WRITTEN INSTRUCTION
Every entry below should be printed exactly, without its images.

Data entries:
::::

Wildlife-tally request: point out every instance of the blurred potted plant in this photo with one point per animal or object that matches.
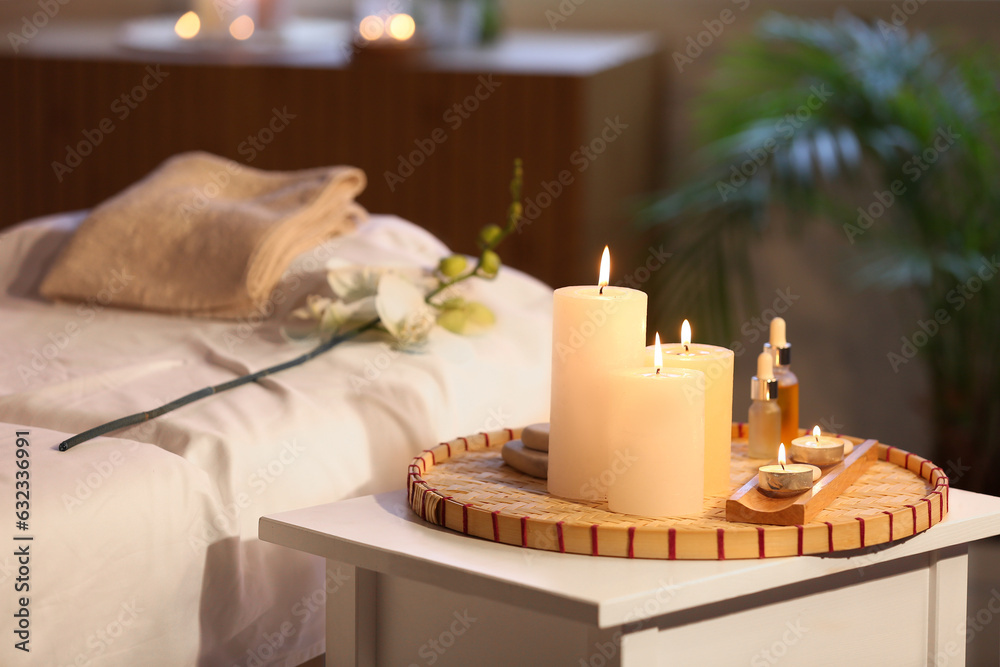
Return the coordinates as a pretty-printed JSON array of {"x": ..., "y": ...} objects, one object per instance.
[{"x": 880, "y": 133}]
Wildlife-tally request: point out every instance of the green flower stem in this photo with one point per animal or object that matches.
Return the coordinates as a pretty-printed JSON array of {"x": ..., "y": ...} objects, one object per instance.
[
  {"x": 141, "y": 417},
  {"x": 513, "y": 216},
  {"x": 514, "y": 212}
]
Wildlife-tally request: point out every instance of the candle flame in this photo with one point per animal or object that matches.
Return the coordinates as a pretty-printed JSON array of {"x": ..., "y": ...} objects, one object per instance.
[
  {"x": 604, "y": 276},
  {"x": 188, "y": 25},
  {"x": 401, "y": 26}
]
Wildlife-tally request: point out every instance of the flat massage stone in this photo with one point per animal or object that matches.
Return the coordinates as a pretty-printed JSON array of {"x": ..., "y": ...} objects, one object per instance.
[
  {"x": 525, "y": 460},
  {"x": 536, "y": 437}
]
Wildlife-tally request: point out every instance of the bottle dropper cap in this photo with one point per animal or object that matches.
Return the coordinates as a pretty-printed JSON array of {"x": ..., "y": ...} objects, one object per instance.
[
  {"x": 764, "y": 386},
  {"x": 779, "y": 345}
]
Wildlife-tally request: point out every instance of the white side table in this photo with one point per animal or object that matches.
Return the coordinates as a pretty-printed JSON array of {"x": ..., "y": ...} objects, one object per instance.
[{"x": 409, "y": 593}]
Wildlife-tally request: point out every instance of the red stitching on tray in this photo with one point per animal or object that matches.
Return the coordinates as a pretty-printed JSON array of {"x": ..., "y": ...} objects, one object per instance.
[{"x": 441, "y": 504}]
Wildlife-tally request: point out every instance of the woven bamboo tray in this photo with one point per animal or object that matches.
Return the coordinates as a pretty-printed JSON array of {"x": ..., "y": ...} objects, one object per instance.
[{"x": 464, "y": 485}]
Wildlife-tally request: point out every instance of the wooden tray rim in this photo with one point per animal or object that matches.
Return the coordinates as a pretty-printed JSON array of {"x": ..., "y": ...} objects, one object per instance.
[{"x": 739, "y": 541}]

::::

WORKED ANSWER
Wildlife-tally request: point out every instance of the blurred potted plant in this photo with one point per animal or object that matches.
Return the coordinates as a pretty-printed JSON array of {"x": ..., "y": ...} objects, one object per instance.
[{"x": 880, "y": 133}]
Wildlife-tally request: point out every instance of the green flower stem in this photo with one point per animal or object that matches.
Return the coordinates as a pretty-printed JSON array of {"x": ..., "y": ...} objects, one object per instance.
[
  {"x": 141, "y": 417},
  {"x": 513, "y": 216},
  {"x": 514, "y": 212}
]
Wildlife-tally request: point out every instance of the candle flame in this photo with one point per animal or object that matches.
Return the coordinates as a pretty-printed JSON array of {"x": ..., "y": ...} objects, one object per instance.
[
  {"x": 604, "y": 276},
  {"x": 188, "y": 25},
  {"x": 401, "y": 26}
]
Wildlife-tally request: point out every instance of the flat massage stone in this photo with one point per animal or object that matches.
Return the coordinates as a pretty-printed JSON array of {"x": ..., "y": ...} objects, one object per instance.
[
  {"x": 525, "y": 460},
  {"x": 536, "y": 437}
]
Wildlife-tally request: point out every instance of the bottle dropper cap in this photo with one point per animal or object that matches.
Return the coordinates as a pretty-printed JSON array of {"x": ..., "y": ...} objects, one object per instance.
[
  {"x": 764, "y": 386},
  {"x": 779, "y": 345}
]
Wildlife-tally request: point out every instance of the white side table in this photo with one point per animal or object that matches.
Return the coordinates as a pretty-printed JSON array of {"x": ..., "y": ...} objects, one object per instance.
[{"x": 409, "y": 593}]
Wildlife-tally request: point out every instance of the red stitching on tray in this photo with one point per animal or object that matches.
Return the coordinates as a pretty-printed JSON array of {"x": ..., "y": ...} objects, one object per instance.
[{"x": 441, "y": 504}]
Wildlife-tally request: point out every instance of the woven bamboo tray in this photo with one point per animal or object that matches.
Return the coordinates as a pretty-printed JSON array of {"x": ..., "y": ...} objects, one object per instance.
[{"x": 464, "y": 485}]
Wildlife-tally request: point out every instance of the wooden tray rim in this photo with one point per animal or object that matches.
Return the coordinates as a pretty-printed JSON array of {"x": ..., "y": ...} objects, one object per instance.
[{"x": 739, "y": 541}]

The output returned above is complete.